- Task details: From the listing below, copy the lines unchanged, starting at the line that contains "the wooden cabin." and continuing through the last line of the listing, with both ends included.

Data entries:

════════════════

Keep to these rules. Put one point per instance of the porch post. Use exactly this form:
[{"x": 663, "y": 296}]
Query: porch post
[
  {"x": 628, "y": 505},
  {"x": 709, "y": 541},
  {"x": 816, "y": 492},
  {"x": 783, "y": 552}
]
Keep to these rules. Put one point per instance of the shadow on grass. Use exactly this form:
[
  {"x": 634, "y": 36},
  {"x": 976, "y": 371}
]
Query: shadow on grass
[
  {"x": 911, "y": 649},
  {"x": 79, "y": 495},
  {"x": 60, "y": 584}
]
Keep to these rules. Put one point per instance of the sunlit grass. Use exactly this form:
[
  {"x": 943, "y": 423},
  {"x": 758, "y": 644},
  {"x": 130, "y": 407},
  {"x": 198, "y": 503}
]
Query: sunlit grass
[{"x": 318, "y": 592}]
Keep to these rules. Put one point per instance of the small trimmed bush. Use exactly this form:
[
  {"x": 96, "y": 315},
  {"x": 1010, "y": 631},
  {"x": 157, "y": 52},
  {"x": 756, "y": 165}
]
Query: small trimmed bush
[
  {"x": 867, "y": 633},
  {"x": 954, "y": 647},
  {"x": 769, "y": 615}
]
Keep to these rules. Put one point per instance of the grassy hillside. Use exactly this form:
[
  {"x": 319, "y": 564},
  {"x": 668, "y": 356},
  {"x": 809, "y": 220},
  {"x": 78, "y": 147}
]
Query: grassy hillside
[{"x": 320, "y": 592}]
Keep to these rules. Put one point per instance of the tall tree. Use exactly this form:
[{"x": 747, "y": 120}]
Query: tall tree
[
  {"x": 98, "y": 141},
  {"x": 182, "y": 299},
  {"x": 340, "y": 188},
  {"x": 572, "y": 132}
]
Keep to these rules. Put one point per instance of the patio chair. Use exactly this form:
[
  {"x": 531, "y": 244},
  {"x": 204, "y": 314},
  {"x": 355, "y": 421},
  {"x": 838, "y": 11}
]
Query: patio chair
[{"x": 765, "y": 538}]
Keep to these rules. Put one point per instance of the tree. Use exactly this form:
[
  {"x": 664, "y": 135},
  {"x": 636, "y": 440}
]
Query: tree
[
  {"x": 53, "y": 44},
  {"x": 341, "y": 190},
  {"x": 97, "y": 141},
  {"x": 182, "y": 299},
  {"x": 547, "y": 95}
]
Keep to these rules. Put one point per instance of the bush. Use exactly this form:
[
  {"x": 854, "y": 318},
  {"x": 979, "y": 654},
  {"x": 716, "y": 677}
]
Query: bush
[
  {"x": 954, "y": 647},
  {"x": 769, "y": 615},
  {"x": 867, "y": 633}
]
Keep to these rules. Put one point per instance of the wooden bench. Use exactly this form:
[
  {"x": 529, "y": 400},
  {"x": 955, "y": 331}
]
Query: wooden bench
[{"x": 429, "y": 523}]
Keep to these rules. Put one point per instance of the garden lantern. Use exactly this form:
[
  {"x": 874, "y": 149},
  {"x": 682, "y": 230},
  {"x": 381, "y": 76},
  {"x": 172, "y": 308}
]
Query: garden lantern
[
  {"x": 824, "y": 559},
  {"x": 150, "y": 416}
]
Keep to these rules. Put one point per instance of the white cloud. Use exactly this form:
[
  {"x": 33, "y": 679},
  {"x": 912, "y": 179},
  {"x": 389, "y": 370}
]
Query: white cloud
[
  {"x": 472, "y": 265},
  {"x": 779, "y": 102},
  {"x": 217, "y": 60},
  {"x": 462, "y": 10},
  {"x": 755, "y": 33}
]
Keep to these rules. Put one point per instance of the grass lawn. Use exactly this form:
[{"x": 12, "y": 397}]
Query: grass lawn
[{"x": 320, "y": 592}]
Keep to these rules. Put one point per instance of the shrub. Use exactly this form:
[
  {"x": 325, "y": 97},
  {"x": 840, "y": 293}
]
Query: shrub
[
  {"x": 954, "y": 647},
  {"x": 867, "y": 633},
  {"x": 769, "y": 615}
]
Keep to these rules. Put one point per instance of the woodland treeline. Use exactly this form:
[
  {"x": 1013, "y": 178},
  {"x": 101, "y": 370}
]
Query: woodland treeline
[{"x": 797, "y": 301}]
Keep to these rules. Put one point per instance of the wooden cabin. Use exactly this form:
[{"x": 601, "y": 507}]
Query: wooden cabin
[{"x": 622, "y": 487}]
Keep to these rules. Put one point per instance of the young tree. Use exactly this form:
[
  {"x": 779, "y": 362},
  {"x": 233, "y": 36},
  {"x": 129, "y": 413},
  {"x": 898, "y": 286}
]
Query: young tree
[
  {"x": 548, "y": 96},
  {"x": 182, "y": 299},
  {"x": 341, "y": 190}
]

════════════════

- Result:
Keep to these rules. Put one point per instance of the wooden cabin. Use exactly this form:
[{"x": 601, "y": 507}]
Query: wooden cabin
[{"x": 622, "y": 487}]
Keep to these rules. Put one point per instance of the young tree. Use exactly this form:
[
  {"x": 779, "y": 362},
  {"x": 233, "y": 36},
  {"x": 129, "y": 413},
  {"x": 898, "y": 286}
]
Query: young tree
[
  {"x": 548, "y": 96},
  {"x": 182, "y": 299},
  {"x": 341, "y": 190}
]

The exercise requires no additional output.